[Entries from a dataset]

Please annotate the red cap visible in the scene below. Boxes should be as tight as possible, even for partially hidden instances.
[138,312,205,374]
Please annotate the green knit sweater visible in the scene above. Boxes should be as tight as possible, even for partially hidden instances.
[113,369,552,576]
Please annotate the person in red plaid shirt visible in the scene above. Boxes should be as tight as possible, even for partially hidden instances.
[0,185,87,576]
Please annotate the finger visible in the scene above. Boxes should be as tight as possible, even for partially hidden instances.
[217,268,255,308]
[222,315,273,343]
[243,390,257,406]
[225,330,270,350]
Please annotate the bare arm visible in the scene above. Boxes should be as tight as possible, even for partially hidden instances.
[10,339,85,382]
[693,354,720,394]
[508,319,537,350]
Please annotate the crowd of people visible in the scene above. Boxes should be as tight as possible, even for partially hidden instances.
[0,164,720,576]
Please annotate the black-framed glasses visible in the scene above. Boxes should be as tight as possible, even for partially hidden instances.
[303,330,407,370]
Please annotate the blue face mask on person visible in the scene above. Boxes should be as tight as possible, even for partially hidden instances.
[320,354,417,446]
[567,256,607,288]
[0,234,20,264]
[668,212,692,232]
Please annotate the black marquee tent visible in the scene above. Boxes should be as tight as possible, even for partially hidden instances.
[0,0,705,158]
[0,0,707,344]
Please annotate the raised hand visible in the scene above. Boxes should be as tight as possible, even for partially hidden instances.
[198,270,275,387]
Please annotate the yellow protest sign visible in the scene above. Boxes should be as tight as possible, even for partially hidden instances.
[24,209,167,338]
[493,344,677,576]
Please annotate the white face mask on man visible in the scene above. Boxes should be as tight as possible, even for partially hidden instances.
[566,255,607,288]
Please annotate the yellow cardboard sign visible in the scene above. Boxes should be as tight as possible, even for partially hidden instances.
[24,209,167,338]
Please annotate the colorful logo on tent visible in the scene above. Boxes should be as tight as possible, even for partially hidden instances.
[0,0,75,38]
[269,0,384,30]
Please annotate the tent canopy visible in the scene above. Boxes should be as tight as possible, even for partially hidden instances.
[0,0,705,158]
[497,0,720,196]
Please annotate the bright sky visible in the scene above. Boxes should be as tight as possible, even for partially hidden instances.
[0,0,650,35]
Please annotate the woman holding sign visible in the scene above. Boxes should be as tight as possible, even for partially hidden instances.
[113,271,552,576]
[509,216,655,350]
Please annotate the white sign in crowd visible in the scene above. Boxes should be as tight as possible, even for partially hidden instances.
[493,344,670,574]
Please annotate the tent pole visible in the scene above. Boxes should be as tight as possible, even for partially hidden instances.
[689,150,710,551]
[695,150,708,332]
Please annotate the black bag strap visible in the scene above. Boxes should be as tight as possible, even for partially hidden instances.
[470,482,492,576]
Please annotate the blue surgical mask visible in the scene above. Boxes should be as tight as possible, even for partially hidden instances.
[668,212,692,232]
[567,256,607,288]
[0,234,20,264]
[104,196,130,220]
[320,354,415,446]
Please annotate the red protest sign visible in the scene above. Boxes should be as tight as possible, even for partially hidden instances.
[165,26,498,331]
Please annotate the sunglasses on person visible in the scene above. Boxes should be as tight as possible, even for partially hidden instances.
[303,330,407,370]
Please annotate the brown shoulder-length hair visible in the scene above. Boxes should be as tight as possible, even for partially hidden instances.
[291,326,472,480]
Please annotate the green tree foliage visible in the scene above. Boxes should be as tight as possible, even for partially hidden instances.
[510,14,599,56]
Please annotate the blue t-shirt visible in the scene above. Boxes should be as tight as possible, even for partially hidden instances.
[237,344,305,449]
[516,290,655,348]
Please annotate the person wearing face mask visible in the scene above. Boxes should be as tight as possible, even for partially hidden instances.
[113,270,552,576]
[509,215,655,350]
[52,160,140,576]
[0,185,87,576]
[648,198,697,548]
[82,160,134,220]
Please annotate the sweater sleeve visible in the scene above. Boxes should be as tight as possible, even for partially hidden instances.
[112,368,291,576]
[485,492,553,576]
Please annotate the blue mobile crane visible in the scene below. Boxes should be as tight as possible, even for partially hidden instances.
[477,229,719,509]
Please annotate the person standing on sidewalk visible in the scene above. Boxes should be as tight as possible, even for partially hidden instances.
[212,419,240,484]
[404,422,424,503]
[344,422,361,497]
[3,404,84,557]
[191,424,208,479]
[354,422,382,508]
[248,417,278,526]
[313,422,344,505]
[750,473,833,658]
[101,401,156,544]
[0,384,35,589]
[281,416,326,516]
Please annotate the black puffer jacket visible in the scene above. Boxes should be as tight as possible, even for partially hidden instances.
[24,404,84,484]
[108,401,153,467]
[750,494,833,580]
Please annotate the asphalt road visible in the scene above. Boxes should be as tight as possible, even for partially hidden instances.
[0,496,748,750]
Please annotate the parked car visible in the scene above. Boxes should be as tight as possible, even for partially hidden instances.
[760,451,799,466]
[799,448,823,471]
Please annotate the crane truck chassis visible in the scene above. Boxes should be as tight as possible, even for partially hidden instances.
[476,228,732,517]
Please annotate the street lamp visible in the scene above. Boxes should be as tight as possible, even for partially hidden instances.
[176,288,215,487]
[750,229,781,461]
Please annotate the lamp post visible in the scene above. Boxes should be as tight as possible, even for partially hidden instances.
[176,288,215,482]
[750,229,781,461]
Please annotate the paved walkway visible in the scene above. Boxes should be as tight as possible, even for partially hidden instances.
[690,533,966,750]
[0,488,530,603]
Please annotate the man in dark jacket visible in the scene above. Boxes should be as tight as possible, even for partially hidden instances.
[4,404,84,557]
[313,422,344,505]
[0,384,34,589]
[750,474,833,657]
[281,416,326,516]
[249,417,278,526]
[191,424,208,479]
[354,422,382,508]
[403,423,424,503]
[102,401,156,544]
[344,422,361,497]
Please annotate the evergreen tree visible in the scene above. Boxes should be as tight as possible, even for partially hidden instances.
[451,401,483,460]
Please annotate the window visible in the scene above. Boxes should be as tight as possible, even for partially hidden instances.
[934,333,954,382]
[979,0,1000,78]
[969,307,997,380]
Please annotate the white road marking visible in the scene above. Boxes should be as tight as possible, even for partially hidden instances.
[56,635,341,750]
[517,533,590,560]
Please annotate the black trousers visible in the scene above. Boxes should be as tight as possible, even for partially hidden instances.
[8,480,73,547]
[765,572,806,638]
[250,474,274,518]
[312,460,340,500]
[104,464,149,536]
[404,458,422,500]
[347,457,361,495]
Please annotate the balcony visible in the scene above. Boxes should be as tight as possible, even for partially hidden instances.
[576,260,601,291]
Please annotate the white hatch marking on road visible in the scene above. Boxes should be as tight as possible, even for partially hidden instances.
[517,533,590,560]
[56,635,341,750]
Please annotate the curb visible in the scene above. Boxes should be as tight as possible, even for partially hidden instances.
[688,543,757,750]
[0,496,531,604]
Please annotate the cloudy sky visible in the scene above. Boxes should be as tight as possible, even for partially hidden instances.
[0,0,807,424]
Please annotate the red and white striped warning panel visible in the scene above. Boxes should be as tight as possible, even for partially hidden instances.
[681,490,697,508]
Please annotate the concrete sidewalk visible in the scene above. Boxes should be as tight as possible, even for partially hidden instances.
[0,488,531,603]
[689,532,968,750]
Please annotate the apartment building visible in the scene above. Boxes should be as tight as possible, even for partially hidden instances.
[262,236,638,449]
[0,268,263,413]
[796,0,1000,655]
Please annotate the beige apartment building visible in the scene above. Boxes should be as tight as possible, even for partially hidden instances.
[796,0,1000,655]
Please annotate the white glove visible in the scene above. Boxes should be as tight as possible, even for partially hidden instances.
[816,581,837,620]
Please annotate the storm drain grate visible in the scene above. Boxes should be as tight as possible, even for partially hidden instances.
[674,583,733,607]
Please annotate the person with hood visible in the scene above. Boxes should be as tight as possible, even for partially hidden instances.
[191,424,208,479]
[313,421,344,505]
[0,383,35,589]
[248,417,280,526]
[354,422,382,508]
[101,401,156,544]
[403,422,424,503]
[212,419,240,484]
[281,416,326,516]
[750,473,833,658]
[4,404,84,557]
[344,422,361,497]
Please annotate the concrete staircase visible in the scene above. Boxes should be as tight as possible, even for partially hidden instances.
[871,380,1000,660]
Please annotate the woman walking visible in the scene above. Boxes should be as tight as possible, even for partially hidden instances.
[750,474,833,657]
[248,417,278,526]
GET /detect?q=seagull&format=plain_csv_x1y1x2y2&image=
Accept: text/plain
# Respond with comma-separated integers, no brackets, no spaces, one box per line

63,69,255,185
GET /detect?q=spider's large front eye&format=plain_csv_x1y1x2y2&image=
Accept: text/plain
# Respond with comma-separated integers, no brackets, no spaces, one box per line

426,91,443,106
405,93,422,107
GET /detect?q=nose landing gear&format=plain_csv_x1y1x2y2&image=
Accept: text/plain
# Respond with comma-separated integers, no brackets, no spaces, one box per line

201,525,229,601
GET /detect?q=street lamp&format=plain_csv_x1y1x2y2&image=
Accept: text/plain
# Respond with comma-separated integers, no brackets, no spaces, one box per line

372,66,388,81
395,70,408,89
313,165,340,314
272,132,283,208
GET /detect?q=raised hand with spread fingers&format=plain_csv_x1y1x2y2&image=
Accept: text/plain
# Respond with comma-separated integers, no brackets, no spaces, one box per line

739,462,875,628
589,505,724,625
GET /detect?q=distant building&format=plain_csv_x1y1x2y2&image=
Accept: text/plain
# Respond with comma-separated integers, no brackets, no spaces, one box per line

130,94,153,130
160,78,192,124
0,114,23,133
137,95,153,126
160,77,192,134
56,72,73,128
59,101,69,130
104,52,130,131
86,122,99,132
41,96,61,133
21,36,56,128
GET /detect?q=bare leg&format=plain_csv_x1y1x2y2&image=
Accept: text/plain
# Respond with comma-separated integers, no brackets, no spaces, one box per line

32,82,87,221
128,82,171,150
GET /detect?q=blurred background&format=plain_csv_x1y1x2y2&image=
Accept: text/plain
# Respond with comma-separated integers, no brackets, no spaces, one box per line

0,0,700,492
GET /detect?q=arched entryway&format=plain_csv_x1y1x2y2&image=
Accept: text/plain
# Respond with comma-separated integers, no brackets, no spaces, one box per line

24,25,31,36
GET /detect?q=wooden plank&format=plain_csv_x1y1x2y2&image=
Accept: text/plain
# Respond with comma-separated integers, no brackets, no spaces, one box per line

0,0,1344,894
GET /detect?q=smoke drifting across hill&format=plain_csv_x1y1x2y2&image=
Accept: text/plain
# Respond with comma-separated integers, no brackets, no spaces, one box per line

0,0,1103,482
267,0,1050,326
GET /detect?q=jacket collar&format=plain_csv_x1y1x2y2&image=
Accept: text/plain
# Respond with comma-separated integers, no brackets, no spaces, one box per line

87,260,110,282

* Set exercise:
Switch "storm drain grate" to "manhole cover" in the material, starting with the line that contains "Please annotate the beige" and going on through the line that contains "[674,583,733,607]". Give back only those lines, with nothing else changed.

* The result:
Please annotate the beige apartment building visible in the scene above. Boxes should be as tight as possible, even for partially hidden instances.
[796,0,1000,655]
Please annotate the white glove visible in the scene above. Boxes should be as tight as possible, even for partially hidden instances.
[816,581,837,620]
Please annotate the manhole cover visible in the scene above. Boxes should be as tight as possible, even for partially hidden instances.
[674,583,733,607]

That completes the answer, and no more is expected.